═══ ROWS

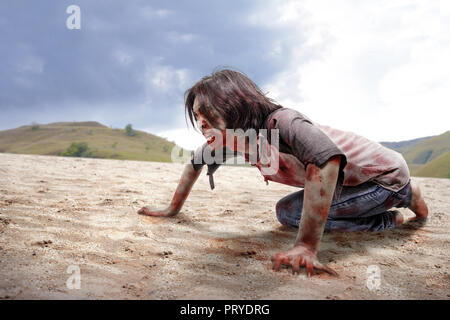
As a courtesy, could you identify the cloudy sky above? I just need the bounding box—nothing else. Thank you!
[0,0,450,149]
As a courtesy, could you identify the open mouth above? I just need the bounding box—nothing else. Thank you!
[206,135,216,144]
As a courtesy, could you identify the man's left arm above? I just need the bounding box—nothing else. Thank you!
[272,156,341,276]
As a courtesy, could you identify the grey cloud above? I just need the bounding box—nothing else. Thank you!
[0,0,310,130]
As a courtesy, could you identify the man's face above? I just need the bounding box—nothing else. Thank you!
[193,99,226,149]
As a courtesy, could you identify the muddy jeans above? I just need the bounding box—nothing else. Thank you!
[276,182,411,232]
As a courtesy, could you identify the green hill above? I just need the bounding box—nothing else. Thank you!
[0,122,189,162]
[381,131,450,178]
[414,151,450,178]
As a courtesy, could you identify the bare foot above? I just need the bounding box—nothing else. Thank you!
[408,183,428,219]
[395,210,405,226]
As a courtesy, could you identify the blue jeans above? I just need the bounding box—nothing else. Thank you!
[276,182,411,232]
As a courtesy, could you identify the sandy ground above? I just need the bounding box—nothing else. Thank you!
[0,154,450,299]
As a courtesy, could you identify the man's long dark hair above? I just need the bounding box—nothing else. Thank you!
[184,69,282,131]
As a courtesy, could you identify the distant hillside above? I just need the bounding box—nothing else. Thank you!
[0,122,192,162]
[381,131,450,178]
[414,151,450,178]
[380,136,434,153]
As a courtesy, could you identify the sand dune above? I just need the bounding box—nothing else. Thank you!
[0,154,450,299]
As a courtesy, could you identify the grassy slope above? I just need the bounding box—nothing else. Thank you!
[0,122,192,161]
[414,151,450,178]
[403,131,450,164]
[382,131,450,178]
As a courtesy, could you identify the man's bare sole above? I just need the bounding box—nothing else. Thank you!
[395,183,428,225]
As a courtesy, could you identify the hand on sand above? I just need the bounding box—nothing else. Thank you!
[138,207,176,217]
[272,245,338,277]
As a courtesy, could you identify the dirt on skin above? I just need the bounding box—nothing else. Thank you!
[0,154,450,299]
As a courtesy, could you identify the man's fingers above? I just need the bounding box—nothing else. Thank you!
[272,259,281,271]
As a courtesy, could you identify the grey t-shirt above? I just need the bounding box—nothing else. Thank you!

══════
═══ ROWS

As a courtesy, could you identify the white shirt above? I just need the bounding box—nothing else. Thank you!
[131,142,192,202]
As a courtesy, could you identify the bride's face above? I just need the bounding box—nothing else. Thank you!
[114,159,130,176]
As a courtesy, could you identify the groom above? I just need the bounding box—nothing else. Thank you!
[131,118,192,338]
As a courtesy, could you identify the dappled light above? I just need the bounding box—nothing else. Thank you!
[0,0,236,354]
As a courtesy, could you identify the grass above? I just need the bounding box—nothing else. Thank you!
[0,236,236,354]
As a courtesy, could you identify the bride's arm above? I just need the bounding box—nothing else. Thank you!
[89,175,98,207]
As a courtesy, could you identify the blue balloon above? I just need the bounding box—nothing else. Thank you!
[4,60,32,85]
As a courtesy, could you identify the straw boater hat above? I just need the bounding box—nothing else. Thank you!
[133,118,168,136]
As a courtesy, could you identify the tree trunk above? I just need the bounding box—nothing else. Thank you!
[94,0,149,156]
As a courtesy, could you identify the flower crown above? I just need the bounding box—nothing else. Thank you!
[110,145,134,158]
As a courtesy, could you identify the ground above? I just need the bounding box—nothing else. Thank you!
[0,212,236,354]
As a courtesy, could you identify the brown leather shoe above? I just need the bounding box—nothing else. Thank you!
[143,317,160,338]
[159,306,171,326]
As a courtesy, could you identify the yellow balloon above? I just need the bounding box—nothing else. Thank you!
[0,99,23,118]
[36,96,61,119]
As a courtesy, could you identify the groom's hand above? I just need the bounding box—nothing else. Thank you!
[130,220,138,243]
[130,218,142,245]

══════

### EXERCISE DETAILS:
Edit the items starting at the line containing "As a courtesy, could you identify the straw" and ending at the line containing "[0,212,236,354]", replacing "flower crown" with "floral wreath" and leaving everything else unchanged.

### RESPONSE FOR THIS EXERCISE:
As a courtesy, could you identify the straw boater hat above? I just need the bounding box—nothing else. Thank you!
[133,118,168,136]
As a courtesy, could you identify the tree trunk above? I just need the bounding box—nothing else. Thank you!
[94,0,149,156]
As a courtesy, could you identify the floral wreath above? I just need the bounding box—nothing else. Thank you!
[110,145,134,158]
As a courtesy, could you identify the ground above? I just need the bounding box—nothing else. Thank you!
[0,212,236,354]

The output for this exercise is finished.